REQUIRED ACTIONS →
[A] Answer these from the passage on grave risk of harm:
(i) At which paragraph does W.(V.) v. S.(D.) set out Canadian criteria for 'grave risk of harm'?
(ii) Who bears the onus to prove grave risk to the child under Article 13 (1) (b)?
(iii) In Landman v. Daviau, to which country did Justice Perkins deny a request to return the child?
[B] Return the part of the passage on grave risk of harm starting with "W.(V.) v. S.(D.), [1996]" and going on through "merits of custody.".
[C] Carry the passage on grave risk of harm further, picking up after its final sentence.

>> Begin PASSAGE SHOWN

W.(V.) v. S.(D.), [1996] 2 S.C.R. 108, (1996), 134 D.L.R. (4th) 481, (1996), 19 R.F.L. (4th) 341, 1996 CanLII 192 (S.C.C.) (CanLII) sets out Canadian criteria for 'grave risk of harm' at paragraph 37. The case states that the interests of children, who have been wrongfully removed, are ordinarily best served by returning them to their habitual residence jurisdiction for determination of the merits of custody.

The onus to prove grave risk to the child pursuant to Article 13 (1) (b) is on the party claiming the exception: Thomson v. Thomson, [1994] 3 S.C.R. 551, (1994), 119 D.L.R. (4th) 253, [1994] 10 W.W.R. 513, (1994), 6 R.F.L. (4th) 290, (1994), 97 Man. R. (2d) 81, 1994 CanLII 26 (S.C.C.); Ellis v. Wentzell-Ellis, 2010 ONCA 347 (CanLII). Appellate courts are endorsing the following criteria: Does the grave risk of psychological or physical harm to the child on return amount to more than normal psychological disruption associated with removal? Does it amount to an intolerable situation (Thomson v. Thomson)?Footnote 126 Is the evidence of domestic violence sufficiently weighty so as to exceed a 'best interests of the child' consideration? Best interests of the child determinations are thus left to the child's habitual residence unless a decision is made not to return the child (Thomson v. Thomson).

When domestic violence has been held to constitute grave risk, the facts have reflected a pattern of coercive domestic violence affecting safety. In such circumstances the risk of harm to a parent upon whom the child is dependent can be considered in connection with risk to the child. Thus Pollastro v. Pollastro (1999), 43 O.R. (3d) 485, (1999), 171 D.L.R. (4th) 32, (1999), 45 R.F.L. (4th) 404, (1999), 118 O.A.C. 169, 1999 CanLII 3702 (ON C.A.) (CanLII) 128 states: "In considering whether return would place the child in an intolerable position it is relevant "to take into account the serious possibility of physical or psychological harm coming to the parent on whom the child is dependent". See also: Husid v. Daviau, 2012 ONCA 655, application for leave to appeal dismissed with costs: Uri Landman Husid v. Hélène Marie Thérêse Daviau, 2013 CanLII 6706 (SCC); Droit de la famille – 111062, 2011 QCCA 729, application for leave to appeal dismissed without costs in L.M. c. E.A., 2011 CanLII 82379. In Achakzad v. Zemaryalai, 2010 ONCJ 318 Justice Murray clearly states that grave risk of harm to the child's primary caregiver can constitute grave risk of harm to the child. In Landman v. Daviau, 2012 ONSC 547 (CanLII) Justice Perkins denied a request to return the child to Peru in a domestic violence case on the basis that the return would expose the child to an intolerable situation, and more particularly, "being in constant fear of the mother's being accosted and publicly berated ... with the need to seek police intervention, or worse, of the being wrongfully taken or wrongfully overheld by her father and his family with the use of physical force to achieve their goal".

>> End PASSAGE SHOWN
>> Begin PROVIDED DATA

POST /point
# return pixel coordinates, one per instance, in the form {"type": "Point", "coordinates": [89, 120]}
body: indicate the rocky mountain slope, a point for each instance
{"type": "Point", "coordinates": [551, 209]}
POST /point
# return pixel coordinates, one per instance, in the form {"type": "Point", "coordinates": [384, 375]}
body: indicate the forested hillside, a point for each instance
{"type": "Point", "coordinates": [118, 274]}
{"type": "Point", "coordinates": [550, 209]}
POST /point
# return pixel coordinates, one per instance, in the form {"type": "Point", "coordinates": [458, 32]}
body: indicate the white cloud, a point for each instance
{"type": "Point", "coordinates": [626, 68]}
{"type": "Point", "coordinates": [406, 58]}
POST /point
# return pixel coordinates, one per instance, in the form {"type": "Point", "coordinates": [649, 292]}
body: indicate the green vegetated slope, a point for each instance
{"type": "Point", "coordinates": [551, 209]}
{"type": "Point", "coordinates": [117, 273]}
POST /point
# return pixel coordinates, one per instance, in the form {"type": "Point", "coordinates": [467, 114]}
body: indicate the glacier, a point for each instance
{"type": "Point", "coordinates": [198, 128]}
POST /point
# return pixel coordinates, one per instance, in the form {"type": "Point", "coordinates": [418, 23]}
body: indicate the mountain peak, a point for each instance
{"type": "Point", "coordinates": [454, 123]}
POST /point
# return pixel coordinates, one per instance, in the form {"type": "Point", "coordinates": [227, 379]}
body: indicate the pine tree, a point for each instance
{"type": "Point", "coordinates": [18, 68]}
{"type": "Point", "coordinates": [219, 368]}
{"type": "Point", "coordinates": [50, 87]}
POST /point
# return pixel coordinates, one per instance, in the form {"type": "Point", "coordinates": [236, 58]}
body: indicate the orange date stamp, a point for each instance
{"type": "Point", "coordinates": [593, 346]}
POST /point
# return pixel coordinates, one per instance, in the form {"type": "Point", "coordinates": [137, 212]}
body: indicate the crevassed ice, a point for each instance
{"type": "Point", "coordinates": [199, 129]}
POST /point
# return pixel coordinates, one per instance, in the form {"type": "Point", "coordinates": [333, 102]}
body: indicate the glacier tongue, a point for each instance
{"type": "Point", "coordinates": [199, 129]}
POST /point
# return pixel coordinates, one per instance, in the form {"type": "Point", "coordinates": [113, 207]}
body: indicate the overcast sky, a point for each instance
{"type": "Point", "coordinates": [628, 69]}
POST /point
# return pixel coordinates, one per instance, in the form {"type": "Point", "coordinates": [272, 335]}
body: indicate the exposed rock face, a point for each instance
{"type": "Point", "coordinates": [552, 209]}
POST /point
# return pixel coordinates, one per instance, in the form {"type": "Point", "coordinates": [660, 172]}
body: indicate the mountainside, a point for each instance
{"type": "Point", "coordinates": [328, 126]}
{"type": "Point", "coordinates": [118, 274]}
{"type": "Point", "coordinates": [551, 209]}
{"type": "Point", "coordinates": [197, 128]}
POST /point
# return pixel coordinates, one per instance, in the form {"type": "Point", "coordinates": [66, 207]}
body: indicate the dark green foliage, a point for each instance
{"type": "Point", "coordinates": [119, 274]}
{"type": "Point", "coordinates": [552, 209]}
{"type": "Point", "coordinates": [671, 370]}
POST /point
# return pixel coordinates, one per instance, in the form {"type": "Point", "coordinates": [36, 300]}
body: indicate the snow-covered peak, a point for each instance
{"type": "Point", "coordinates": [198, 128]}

>> End PROVIDED DATA

RESULTS OF THE TASKS →
[A]
(i) Paragraph 37
(ii) The party claiming the exception
(iii) Peru

[B]
W.(V.) v. S.(D.), [1996] 2 S.C.R. 108, (1996), 134 D.L.R. (4th) 481, (1996), 19 R.F.L. (4th) 341, 1996 CanLII 192 (S.C.C.) (CanLII) sets out Canadian criteria for 'grave risk of harm' at paragraph 37. The case states that the interests of children, who have been wrongfully removed, are ordinarily best served by returning them to their habitual residence jurisdiction for determination of the merits of custody.

[C]
Often, however, domestic violence is considered a 'best interests of the child' issue rather than a grave risk to the child consideration: Grymes v. Gaudreault 2004 BCCA 495 (CanLII); Mahler v. Mahler, [1999] M.J. No. 580 (M.B.Q.B.), [2000] M.J. No. 46 (M.B.C.A.) (QL); Ellis v. Wentzell-Ellis, 2010 ONCA 347 (CanLII); Finizio v. Scoppio-Finizio 1999 CanLII 1722 (ON C.A.) (CanLII); Cannock v. Fleguel, 2008 ONCA 758 (CanLII); T.B. c. M.T., [2004] R.D.F. 174 (S.C.), [2004] R.D.F. 28 (QCCA) (QL).Footnote 127 See also Ireland v. Ireland, 2011 ONCA 623.

Unless the evidence demonstrates serious concerns about safety (as in Pollastro or in Achakzad v. Zemaryalai), Canadian courts will often respond to the challenge of balancing the objectives of the Hague Convention with safety concerns in domestic violence cases by making use of undertakings and return provisions. Domestic violence research is indicating, however, a strong concern that undertakings and return provisions may not produce satisfactory results.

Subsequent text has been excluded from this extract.